ENTRIES SUPPLIED |
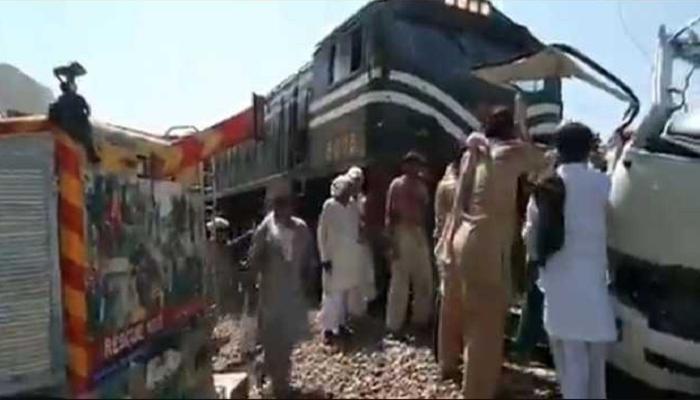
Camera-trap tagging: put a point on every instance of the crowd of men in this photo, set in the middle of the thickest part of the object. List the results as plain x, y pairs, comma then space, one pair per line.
476, 220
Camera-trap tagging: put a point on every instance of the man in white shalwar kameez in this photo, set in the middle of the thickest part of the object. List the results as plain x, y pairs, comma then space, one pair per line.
368, 288
341, 255
579, 314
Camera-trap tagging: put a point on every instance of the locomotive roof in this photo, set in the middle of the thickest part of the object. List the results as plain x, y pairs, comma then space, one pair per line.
500, 24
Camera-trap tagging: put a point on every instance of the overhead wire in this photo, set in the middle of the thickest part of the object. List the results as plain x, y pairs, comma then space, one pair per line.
635, 42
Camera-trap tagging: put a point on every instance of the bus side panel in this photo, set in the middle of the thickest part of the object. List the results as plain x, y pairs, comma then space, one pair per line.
146, 288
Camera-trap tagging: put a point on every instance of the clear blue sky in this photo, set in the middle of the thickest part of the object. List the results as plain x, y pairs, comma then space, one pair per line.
154, 64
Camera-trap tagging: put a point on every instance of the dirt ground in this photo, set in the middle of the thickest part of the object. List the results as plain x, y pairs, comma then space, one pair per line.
371, 366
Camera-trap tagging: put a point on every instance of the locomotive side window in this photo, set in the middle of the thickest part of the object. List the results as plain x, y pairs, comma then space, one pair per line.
331, 63
531, 86
356, 52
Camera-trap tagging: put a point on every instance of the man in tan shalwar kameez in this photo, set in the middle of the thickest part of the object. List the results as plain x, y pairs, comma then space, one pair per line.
481, 234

PROMPT |
Please format every line of the entries above as a JSON list of strings, with one string per line and no blank lines. Leave the pictures out.

SOLUTION TO THE PROBLEM |
[
  "Camera-trap tagging: put a point on every instance of the crowd of men in this photo, set in the middle of the thickest part of the object. List the results as plain x, y pairs, comma then space, one pair per line.",
  "476, 220",
  "Camera-trap tagging: put a point on every instance of the man in white shalwar kameez in this photo, set in the middle of the thickest part of the object. List the results as plain x, y pairs, comma then space, one pair per line.",
  "368, 288",
  "341, 255",
  "579, 314",
  "Camera-trap tagging: put a point on every instance of the locomotive roof in this photo, set in the middle of the thickest part of the object. List the results as plain x, y pairs, comma then space, one pair per line.",
  "500, 24",
  "Camera-trap tagging: put a point on every instance of the overhead wire in this photo, set in the middle of the thickest part of the object. List the results as plain x, y pairs, comma then space, one pair per line.",
  "635, 42",
  "Camera-trap tagging: put a point on every instance of the bus side panel in this photo, set in the middle of the thickest part of the object. List the results as plain x, y pairs, comma then space, one pair per line.",
  "146, 288",
  "Camera-trap tagging: put a point on every instance of the clear blue sky in this photo, set in the middle of the thickest part of the object. List the results as plain x, y pairs, comma then space, one pair per line.",
  "154, 64",
  "Camera-trap tagging: put a point on every instance of the dirt ground in this photo, set in the middle of the thickest part of the object. List the results as plain x, y pairs, comma then space, one pair per line.",
  "371, 366",
  "Camera-trap tagging: put a point on every instance of the locomotive side window in this photo, set in the middle of the thickest part of the object. List the results as plain x, y pairs, comma then space, one pair per line.",
  "331, 63",
  "531, 86",
  "356, 52",
  "Camera-trap tagging: put a point on every instance of the man in tan shalwar kameez in this photo, set in the middle of the thickest part of the object. List the results as plain x, y pairs, comma then space, one pair per line.",
  "481, 234"
]